Rewrite the material below, swapping every occurrence of "aircraft" for "airplane" and leaving all other text unchanged.

######

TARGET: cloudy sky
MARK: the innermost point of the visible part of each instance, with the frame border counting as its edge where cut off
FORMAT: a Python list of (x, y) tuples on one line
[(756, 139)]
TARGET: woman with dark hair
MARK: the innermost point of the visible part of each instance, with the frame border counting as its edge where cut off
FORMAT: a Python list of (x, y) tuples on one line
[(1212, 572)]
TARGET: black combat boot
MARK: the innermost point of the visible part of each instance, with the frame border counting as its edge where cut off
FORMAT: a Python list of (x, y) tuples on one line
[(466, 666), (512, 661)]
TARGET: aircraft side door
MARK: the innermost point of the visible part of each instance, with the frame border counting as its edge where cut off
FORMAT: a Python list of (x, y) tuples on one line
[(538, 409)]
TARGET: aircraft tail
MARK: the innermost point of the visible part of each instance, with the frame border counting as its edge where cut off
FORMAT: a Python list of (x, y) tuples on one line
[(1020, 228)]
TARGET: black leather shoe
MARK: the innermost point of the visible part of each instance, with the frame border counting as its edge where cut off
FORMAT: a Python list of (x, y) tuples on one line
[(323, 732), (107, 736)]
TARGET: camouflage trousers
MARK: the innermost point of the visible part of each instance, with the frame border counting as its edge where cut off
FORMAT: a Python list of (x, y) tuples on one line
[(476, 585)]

######

COMPLETE RESPONSE:
TARGET: cloudy sky
MARK: the innermost point of the visible part of each instance, with the frame border counting as its edge where cut off
FORMAT: a Python list of (x, y) tuples on one line
[(756, 139)]
TARGET: woman with dark hair
MARK: the innermost point of the visible part of each instance, with the frame border counting as its edge where cut off
FORMAT: a Python list of (x, y) tuples on one line
[(1212, 572)]
TARGET: black combat boot
MARK: the innermost point of the visible part of each instance, with the frame border counting as its edge where cut off
FORMAT: a Python list of (x, y) tuples on one line
[(466, 666), (512, 661)]
TARGET: airplane side door
MARK: the innermost point of the visible part of each instance, with the frame border counting as its edge where cut off
FORMAT: a Python list of (x, y) tuples on one line
[(538, 409)]
TARGET: airplane tail
MARK: the innermost point of the visible part of each instance, with the frame border counting as its edge where cut off
FORMAT: a Python list of (x, y) tuples on one line
[(1020, 228)]
TARGET: black leather shoe
MARK: the innermost point of the visible part of each instance, with the frame border counting as its edge where cut off
FORMAT: a Python list of (x, y) tuples on one line
[(323, 732), (107, 736)]
TARGET: camouflage trousers
MARK: the innermost point of the visible part of each instance, with the frame border counting as its edge where cut off
FORMAT: a Python list of (x, y) tuples on one line
[(476, 585)]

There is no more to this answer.